Mengenal Ilmu Takhrij Hadits (12)

بسم الله الرحمن الرحيم
فضيلة الشيخ أبوعبدالأعلى خالد عثمان: علم الجرح والتعديل تعريفه ...
Mengenal Ilmu Takhrij Hadits (12)
Segala puji bagi Allah Rabbul 'alamin, shalawat dan salam semoga dilimpahkan kepada Rasulullah, keluarganya, para sahabatnya, dan orang-orang yang mengikutinya hingga hari Kiamat, amma ba'du:
Berikut lanjutan pembahasan tentang mengenal Ilmu Takhrij Hadits merujuk kepada kitab Ushulut Takhrij wa Dirasah Al Asanid Al Muyassarah karya Dr. Imad Ali Jum’ah, semoga Allah menjadikan penyusunan risalah ini ikhlas karena-Nya dan bermanfaat, aamin.
Kajian Terhadap Sanad dan Menghukumi Suatu Hadits
Maksud ‘kajian terhadap sanad’ adalah meliputi:
1. Mempelajari rawi-rawi (orang yang meriwayatkan) yang ada pada sanad dengan melihat biografinya masing-masing dan berusaha mengetahui yang kuat di antara mereka dan yang lemah (dha’if) secara umum.
2. Mengetahui sebab kuat dan lemahnya seorang rawi secara rinci.

Daftar mentah:

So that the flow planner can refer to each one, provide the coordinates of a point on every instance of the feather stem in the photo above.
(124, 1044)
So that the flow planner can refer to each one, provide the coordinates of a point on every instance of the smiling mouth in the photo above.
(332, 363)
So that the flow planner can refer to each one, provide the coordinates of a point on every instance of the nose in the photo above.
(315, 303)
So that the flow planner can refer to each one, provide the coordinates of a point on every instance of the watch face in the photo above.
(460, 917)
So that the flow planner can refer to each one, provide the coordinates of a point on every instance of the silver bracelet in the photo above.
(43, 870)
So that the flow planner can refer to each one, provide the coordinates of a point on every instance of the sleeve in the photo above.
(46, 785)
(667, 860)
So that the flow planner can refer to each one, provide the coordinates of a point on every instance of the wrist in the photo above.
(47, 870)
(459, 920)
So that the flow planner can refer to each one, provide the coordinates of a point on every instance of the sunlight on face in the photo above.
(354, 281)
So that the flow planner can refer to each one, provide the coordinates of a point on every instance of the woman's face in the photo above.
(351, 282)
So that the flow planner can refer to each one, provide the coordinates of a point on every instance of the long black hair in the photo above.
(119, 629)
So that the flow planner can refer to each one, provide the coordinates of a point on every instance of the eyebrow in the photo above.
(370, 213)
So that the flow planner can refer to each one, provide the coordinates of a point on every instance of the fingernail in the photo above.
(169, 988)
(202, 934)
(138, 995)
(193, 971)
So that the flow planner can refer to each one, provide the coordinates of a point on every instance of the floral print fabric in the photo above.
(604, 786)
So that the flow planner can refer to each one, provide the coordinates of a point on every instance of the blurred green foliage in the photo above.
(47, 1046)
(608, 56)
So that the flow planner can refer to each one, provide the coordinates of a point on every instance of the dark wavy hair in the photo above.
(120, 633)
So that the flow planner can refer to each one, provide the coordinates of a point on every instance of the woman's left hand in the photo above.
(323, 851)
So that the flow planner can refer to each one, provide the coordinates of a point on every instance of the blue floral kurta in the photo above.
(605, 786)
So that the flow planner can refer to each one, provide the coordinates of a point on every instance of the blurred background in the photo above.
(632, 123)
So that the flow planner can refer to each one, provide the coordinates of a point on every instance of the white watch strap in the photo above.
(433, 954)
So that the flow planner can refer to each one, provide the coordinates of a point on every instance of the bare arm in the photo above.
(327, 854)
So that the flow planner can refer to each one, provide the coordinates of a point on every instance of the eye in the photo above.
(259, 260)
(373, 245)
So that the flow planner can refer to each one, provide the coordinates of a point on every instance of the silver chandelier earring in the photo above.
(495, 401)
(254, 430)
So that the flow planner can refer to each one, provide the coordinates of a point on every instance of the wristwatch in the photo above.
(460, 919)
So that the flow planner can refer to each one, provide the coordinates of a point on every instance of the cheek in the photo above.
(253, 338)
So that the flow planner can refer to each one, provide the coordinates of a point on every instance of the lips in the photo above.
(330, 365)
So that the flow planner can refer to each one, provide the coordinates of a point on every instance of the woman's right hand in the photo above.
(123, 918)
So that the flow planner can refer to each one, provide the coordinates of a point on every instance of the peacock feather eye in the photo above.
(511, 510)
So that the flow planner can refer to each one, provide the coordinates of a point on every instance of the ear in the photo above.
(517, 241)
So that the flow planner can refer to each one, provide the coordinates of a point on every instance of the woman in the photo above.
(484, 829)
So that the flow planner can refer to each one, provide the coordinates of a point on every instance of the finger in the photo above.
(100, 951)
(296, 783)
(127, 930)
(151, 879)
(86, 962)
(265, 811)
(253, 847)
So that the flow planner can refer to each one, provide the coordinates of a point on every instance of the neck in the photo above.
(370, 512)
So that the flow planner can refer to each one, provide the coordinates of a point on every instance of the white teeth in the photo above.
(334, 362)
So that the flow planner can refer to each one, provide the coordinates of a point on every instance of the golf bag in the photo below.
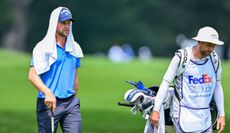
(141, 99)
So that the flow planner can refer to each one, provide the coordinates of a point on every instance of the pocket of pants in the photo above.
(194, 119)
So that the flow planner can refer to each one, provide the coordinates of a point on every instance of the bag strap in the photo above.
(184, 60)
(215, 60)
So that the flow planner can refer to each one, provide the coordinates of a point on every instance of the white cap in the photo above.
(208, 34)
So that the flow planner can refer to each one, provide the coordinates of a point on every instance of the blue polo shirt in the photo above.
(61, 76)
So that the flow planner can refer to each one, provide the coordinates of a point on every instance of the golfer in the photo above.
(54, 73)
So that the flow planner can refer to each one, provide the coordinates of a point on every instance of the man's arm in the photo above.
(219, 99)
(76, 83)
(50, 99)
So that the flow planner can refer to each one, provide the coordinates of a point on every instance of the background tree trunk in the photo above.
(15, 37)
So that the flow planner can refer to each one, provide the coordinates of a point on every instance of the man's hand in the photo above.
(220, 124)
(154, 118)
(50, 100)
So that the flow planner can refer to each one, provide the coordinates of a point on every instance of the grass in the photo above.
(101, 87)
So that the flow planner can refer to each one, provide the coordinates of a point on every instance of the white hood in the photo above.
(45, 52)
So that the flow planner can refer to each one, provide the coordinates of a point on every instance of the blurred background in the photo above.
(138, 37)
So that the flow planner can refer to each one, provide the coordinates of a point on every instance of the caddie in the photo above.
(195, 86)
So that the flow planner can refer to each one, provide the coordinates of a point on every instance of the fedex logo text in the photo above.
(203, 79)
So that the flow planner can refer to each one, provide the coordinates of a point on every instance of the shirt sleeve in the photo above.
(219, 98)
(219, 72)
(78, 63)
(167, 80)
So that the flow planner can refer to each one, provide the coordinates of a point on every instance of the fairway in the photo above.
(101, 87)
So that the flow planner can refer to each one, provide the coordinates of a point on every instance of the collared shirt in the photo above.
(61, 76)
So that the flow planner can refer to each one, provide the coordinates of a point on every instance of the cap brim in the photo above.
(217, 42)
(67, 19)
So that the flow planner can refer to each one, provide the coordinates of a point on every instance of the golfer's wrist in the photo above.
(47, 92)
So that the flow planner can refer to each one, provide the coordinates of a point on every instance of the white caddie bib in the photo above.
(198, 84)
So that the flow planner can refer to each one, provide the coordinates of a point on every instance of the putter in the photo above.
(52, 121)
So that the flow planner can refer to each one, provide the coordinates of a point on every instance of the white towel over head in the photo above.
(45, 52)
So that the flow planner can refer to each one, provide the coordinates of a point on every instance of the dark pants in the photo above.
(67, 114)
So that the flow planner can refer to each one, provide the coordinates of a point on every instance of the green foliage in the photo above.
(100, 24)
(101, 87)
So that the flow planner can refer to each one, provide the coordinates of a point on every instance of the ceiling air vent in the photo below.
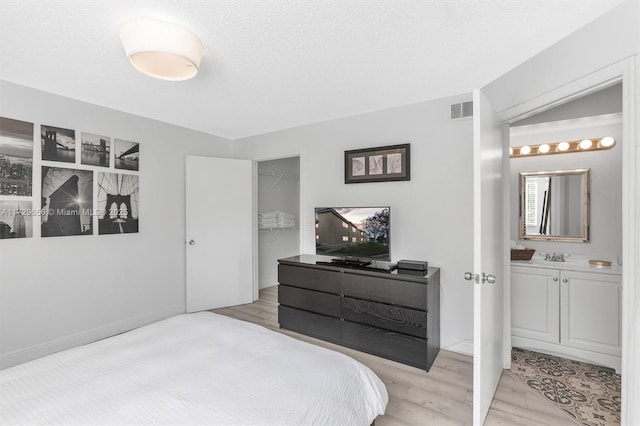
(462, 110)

...

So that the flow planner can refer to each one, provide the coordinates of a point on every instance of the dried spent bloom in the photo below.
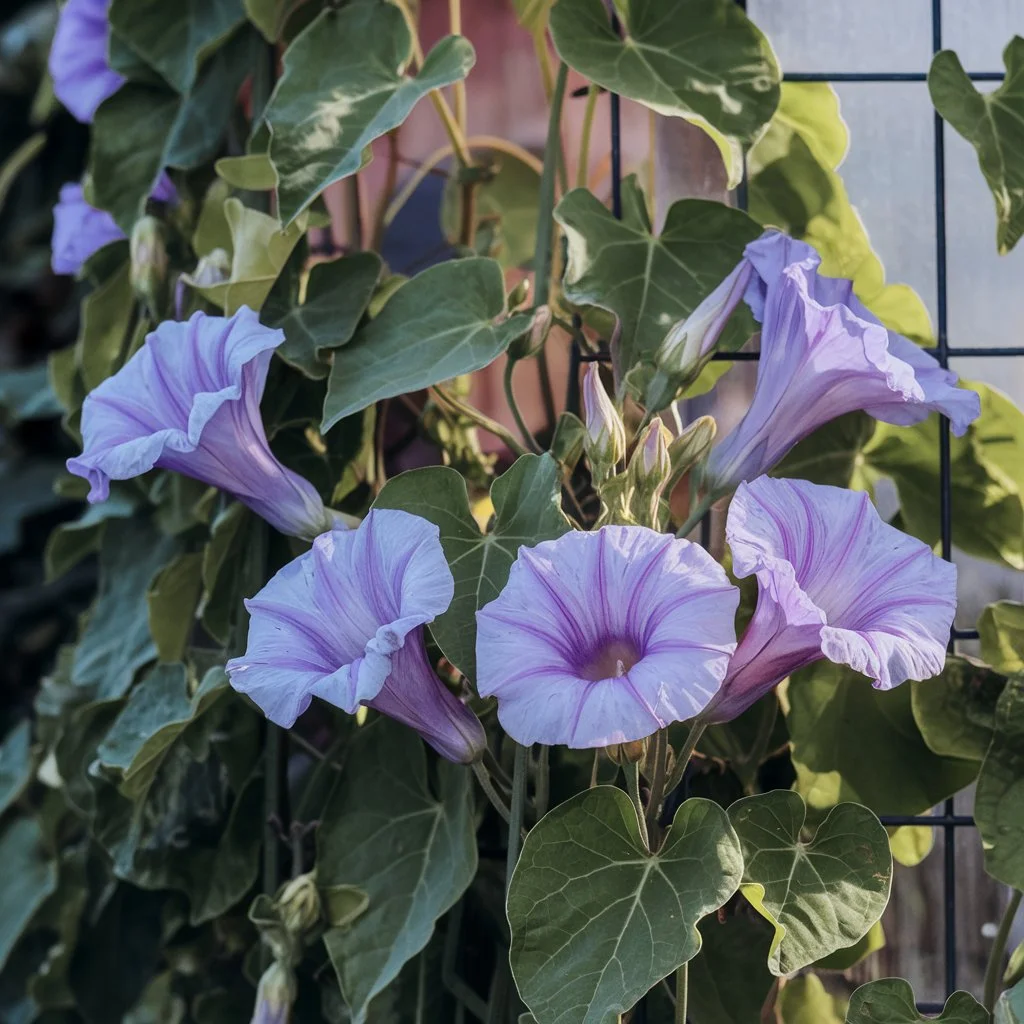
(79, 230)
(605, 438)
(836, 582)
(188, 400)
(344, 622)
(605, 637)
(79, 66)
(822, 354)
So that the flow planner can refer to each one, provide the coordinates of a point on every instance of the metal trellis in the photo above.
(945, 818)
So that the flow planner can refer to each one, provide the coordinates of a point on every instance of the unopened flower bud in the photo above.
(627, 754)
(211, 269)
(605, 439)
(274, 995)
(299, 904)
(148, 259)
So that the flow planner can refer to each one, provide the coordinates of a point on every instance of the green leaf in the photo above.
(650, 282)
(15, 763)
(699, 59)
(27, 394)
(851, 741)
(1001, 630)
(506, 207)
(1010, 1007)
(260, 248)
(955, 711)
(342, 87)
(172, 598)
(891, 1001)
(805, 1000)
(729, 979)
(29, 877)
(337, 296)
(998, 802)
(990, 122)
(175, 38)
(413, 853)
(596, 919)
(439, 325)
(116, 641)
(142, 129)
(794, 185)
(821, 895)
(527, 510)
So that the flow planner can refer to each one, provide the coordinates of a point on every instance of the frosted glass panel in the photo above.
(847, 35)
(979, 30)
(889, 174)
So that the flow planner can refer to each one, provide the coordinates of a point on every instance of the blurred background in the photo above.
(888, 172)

→ **Tugas Pengerjaan**
A - Salinlah kata demi kata bagian teks tentang ilmu takhrij hadits dari "Segala puji bagi" sampai "(dha’if) secara umum.".
B - Hitunglah baris dalam daftar yang memuat kata "golfer", lalu tuliskan jumlahnya saja.
Daftar tersebut sama sekali tidak berhubungan dengan teks tentang ilmu takhrij hadits.

→ **Jawaban**
A -
Segala puji bagi Allah Rabbul 'alamin, shalawat dan salam semoga dilimpahkan kepada Rasulullah, keluarganya, para sahabatnya, dan orang-orang yang mengikutinya hingga hari Kiamat, amma ba'du:
Berikut lanjutan pembahasan tentang mengenal Ilmu Takhrij Hadits merujuk kepada kitab Ushulut Takhrij wa Dirasah Al Asanid Al Muyassarah karya Dr. Imad Ali Jum’ah, semoga Allah menjadikan penyusunan risalah ini ikhlas karena-Nya dan bermanfaat, aamin.
Kajian Terhadap Sanad dan Menghukumi Suatu Hadits
Maksud ‘kajian terhadap sanad’ adalah meliputi:
1. Mempelajari rawi-rawi (orang yang meriwayatkan) yang ada pada sanad dengan melihat biografinya masing-masing dan berusaha mengetahui yang kuat di antara mereka dan yang lemah (dha’if) secara umum.

B - 2